:: Available records
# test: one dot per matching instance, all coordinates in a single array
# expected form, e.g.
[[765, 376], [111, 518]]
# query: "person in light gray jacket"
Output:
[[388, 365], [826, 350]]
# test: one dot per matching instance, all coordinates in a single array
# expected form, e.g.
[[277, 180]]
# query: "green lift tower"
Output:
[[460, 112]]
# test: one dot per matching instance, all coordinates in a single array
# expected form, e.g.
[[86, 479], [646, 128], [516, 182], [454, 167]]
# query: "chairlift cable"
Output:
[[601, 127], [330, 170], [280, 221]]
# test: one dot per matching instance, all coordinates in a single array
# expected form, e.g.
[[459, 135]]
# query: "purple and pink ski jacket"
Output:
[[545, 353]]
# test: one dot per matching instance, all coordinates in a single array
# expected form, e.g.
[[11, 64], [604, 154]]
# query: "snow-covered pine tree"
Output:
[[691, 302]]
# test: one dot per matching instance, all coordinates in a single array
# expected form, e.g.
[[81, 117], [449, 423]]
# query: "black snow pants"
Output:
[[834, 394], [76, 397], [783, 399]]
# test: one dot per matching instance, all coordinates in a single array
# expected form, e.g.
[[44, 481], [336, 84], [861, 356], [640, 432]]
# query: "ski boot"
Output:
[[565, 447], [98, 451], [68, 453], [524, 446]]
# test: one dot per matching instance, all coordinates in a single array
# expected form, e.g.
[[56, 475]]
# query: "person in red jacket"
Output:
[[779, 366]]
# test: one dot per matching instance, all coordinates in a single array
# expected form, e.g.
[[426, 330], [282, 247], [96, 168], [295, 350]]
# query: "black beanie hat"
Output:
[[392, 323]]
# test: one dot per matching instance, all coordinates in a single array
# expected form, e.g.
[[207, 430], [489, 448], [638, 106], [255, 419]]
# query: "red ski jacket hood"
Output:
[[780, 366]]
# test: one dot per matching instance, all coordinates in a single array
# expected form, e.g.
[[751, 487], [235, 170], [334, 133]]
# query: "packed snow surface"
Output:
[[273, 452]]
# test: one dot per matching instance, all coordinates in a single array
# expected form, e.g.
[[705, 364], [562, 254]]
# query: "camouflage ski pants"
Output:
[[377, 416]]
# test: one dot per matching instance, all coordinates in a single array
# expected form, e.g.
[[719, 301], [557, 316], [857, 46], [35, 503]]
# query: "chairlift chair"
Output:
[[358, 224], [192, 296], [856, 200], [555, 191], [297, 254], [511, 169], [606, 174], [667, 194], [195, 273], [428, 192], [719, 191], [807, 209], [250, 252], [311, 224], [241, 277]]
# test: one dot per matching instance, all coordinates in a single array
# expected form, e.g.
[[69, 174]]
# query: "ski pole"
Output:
::::
Rewrite every line of the entries above as a Markdown table with two columns, "No." and "Line". Number the rows in order and leave out any blank lines.

Output:
| No. | Line |
|---|---|
| 1 | # test: one dot per matching instance, all coordinates in a single array |
| 2 | # expected form, e.g. |
| 3 | [[765, 376], [111, 518]] |
| 4 | # query: "person in light gray jacket" |
| 5 | Output: |
| 6 | [[388, 365], [826, 350]] |
| 7 | # test: one dot per matching instance, all coordinates in a single array |
| 8 | # expected form, e.g. |
| 9 | [[277, 180]] |
| 10 | # query: "green lift tower" |
| 11 | Output: |
| 12 | [[460, 112]] |
| 13 | # test: one dot per matching instance, all coordinates in a single array |
| 14 | # expected form, e.g. |
| 15 | [[86, 479], [646, 128], [516, 182], [454, 167]] |
| 16 | # query: "chairlift cable" |
| 17 | Output: |
| 18 | [[601, 127], [330, 170], [280, 221]] |
| 19 | # test: one dot per matching instance, all coordinates in a single array |
| 20 | # expected form, e.g. |
| 21 | [[459, 135]] |
| 22 | # query: "purple and pink ski jacket" |
| 23 | Output: |
| 24 | [[545, 353]] |
| 25 | # test: one dot per matching instance, all coordinates in a single array |
| 26 | # expected form, e.g. |
| 27 | [[11, 64], [604, 154]] |
| 28 | # query: "snow-covered pine tree" |
| 29 | Output: |
| 30 | [[691, 302]] |
| 31 | # test: one dot per matching instance, all coordinates in a single array |
| 32 | # expected form, e.g. |
| 33 | [[81, 117], [449, 423]] |
| 34 | # query: "black snow pants" |
| 35 | Output: |
| 36 | [[834, 394], [76, 397], [783, 399]] |
| 37 | # test: one dot per matching instance, all coordinates in a single array |
| 38 | # expected form, e.g. |
| 39 | [[44, 481], [336, 84], [861, 356], [640, 432]] |
| 40 | # query: "ski boot" |
| 41 | Output: |
| 42 | [[565, 447], [98, 451], [68, 453], [524, 446]] |
| 43 | # test: one dot per matching instance, all coordinates in a single array |
| 44 | # expected form, e.g. |
| 45 | [[56, 475]] |
| 46 | # query: "person in red jacket" |
| 47 | Output: |
| 48 | [[779, 366]] |
| 49 | # test: one dot per matching instance, all coordinates in a single array |
| 50 | # expected form, e.g. |
| 51 | [[426, 330], [282, 247], [96, 168], [295, 350]] |
| 52 | # query: "black beanie hat" |
| 53 | Output: |
| 54 | [[392, 323]] |
| 55 | # test: one dot per matching instance, all coordinates in a single array |
| 56 | # expected form, e.g. |
| 57 | [[207, 430], [489, 448], [638, 106], [255, 419]] |
| 58 | # query: "red ski jacket hood" |
| 59 | Output: |
| 60 | [[780, 366]] |
| 61 | # test: one dot per matching instance, all coordinates in a single array |
| 62 | # expected form, e.g. |
| 63 | [[751, 487], [235, 170], [334, 133]] |
| 64 | # query: "packed snow surface" |
| 65 | Output: |
| 66 | [[273, 452]] |
| 67 | # test: one dot per matching instance, all coordinates in a single array |
| 68 | # expected form, e.g. |
| 69 | [[705, 364], [562, 254]] |
| 70 | # query: "camouflage ski pants" |
| 71 | Output: |
| 72 | [[377, 416]] |
| 73 | # test: one dot per matching instance, all coordinates in a single array |
| 74 | # expected form, e.g. |
| 75 | [[719, 301], [557, 316], [857, 46], [35, 503]] |
| 76 | # query: "chairlift chair" |
| 77 | Output: |
| 78 | [[358, 224], [192, 296], [856, 200], [555, 191], [297, 254], [511, 169], [606, 174], [667, 194], [195, 273], [428, 192], [719, 191], [807, 209], [250, 252], [311, 224], [241, 277]] |
| 79 | # test: one dot per matching instance, all coordinates in a single array |
| 80 | # expected form, e.g. |
| 81 | [[69, 174]] |
| 82 | # query: "ski pole" |
| 83 | Output: |